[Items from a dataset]
* * * * * * * * *
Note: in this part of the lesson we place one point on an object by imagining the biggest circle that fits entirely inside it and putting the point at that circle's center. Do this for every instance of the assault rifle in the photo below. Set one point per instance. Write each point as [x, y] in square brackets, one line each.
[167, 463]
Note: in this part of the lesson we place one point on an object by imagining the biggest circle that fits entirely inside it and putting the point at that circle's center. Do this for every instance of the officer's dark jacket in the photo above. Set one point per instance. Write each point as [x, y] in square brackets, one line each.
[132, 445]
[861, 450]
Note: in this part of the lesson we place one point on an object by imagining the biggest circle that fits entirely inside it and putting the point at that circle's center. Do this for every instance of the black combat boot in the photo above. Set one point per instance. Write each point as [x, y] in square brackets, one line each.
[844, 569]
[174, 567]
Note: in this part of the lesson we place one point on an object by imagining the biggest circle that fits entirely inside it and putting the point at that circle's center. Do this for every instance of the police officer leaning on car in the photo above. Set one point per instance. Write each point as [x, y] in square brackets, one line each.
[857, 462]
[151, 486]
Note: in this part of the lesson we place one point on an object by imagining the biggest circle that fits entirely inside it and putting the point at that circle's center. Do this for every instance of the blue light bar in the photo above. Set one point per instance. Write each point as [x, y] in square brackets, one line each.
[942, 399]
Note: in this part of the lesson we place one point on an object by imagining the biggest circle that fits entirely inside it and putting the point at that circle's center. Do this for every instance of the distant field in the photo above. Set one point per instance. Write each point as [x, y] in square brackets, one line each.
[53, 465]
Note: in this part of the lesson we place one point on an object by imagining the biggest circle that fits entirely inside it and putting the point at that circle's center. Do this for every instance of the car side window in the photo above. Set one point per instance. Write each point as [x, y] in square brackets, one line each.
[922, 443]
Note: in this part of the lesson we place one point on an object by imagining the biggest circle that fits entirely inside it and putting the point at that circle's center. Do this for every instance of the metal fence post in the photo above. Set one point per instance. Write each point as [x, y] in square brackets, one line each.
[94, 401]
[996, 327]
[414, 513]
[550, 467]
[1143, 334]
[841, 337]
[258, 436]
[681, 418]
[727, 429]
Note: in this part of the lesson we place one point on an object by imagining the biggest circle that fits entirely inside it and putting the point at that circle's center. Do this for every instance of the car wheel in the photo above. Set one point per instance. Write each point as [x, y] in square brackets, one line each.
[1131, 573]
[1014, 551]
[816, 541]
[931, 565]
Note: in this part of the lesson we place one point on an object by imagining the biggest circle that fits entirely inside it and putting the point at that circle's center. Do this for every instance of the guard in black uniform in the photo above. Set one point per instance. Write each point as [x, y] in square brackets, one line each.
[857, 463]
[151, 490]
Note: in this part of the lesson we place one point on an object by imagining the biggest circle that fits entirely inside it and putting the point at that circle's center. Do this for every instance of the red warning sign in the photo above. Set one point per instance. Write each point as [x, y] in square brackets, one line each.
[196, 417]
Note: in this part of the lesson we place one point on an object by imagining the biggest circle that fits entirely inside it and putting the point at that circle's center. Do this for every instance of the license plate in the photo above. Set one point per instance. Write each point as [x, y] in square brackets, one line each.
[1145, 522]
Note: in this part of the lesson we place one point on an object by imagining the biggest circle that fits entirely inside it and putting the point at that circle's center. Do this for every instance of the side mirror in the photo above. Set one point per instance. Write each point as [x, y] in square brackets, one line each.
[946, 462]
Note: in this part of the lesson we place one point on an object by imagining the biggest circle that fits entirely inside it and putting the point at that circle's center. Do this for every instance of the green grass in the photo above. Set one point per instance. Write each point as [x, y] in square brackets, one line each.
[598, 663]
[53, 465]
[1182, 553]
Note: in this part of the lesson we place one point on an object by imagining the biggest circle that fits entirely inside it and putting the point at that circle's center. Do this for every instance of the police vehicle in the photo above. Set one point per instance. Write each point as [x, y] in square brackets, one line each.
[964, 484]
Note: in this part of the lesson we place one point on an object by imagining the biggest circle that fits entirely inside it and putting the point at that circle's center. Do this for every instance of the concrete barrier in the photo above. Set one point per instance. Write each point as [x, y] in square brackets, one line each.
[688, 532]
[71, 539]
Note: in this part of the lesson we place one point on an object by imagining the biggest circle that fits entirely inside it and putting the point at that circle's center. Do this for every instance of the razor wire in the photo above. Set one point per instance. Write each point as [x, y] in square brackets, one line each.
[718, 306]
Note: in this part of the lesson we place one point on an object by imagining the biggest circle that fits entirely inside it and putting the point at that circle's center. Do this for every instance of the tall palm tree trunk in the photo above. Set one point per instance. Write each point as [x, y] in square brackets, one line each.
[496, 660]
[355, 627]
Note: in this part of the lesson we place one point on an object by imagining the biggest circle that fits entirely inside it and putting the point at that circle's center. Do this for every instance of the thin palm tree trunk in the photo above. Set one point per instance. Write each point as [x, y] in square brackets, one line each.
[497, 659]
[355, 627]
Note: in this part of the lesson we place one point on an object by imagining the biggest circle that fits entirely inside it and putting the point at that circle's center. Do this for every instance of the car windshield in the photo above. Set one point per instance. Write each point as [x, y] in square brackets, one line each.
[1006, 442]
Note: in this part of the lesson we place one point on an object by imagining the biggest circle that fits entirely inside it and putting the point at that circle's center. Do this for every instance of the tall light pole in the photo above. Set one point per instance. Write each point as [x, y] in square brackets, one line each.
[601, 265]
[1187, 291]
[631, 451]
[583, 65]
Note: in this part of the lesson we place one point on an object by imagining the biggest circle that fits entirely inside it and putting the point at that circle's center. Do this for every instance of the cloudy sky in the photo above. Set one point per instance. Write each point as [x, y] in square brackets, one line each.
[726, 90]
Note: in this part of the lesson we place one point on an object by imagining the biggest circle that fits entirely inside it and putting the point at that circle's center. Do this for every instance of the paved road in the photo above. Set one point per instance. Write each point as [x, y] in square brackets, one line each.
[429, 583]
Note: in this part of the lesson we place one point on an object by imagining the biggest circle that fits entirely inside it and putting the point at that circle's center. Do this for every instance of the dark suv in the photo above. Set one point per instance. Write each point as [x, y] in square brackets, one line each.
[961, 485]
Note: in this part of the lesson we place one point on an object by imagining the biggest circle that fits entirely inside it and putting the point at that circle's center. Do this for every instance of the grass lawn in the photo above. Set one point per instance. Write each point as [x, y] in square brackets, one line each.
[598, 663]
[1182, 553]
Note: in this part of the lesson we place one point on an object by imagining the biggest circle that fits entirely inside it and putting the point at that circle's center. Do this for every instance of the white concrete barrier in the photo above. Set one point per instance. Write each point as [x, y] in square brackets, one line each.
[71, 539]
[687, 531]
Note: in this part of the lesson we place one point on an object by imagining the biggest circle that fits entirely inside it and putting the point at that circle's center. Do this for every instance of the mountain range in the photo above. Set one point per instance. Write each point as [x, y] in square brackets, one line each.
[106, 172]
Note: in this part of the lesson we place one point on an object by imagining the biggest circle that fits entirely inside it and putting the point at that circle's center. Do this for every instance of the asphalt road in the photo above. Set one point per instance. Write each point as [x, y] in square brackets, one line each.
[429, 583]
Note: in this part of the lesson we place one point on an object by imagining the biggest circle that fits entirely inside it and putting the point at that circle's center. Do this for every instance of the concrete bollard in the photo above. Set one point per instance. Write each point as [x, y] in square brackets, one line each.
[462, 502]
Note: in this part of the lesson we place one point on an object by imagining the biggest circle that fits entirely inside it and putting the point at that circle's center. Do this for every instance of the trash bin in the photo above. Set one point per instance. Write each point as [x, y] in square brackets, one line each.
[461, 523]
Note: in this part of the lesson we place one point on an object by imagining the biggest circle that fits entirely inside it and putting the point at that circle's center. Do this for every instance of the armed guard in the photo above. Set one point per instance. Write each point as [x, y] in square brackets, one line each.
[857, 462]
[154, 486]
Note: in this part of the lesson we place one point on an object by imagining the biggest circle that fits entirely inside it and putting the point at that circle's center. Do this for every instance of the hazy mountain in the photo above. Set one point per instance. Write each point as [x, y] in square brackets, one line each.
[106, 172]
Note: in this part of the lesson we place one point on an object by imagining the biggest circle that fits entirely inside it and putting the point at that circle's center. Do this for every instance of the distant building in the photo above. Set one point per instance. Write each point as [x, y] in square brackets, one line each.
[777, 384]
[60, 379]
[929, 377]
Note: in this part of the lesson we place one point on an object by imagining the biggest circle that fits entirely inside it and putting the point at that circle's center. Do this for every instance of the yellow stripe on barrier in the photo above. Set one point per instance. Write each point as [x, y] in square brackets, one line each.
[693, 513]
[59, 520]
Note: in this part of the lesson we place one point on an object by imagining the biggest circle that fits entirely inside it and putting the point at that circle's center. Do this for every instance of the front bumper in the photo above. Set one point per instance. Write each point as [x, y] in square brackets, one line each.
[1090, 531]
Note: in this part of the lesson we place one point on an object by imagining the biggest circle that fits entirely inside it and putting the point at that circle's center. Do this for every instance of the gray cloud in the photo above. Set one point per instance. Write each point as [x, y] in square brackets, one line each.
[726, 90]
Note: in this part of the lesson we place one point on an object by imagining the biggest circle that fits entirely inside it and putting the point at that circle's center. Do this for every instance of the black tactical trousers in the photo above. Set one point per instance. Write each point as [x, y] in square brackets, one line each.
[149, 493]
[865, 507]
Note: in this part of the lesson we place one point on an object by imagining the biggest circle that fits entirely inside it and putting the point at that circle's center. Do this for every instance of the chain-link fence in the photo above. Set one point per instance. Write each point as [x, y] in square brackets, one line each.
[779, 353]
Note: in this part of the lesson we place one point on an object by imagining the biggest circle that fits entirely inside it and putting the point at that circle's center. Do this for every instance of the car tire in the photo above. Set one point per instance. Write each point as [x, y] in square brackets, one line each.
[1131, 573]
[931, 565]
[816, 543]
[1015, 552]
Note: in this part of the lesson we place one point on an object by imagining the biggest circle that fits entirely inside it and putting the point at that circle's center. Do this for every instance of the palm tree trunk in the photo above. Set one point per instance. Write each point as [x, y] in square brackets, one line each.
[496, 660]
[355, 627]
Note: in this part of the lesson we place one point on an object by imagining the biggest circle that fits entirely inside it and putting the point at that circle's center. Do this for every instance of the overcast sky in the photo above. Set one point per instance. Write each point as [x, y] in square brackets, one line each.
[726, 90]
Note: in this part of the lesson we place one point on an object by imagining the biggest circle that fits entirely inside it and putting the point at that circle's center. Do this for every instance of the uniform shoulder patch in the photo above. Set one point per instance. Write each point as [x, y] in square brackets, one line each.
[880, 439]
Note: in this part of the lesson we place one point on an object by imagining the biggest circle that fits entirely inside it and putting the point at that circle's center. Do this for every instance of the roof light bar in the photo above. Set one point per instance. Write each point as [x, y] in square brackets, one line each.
* * * * * * * * *
### What you should do
Please format the lines from the one containing "of the chain-link" through the one containing "[1015, 552]", inclusive, as a JSON list of strings with one string per line and blank lines left out.

### Task solution
[
  "Note: in this part of the lesson we place one point on an object by imagining the biggest circle that fits entirely inside it and putting the point at that circle's center. Do this for every instance of the chain-link fence in the photo above. Set one point per instance. Write each point as [x, y] in square brackets, one line each.",
  "[779, 353]",
  "Note: in this part of the lesson we place one point on an object by imagining the biggest circle that fits entirely inside it and putting the point at that circle's center. Do this for every instance of the car tire in the photo above. Set one point per instance. Write each point as [x, y] in square brackets, one line each.",
  "[1131, 573]",
  "[931, 565]",
  "[816, 543]",
  "[1015, 552]"
]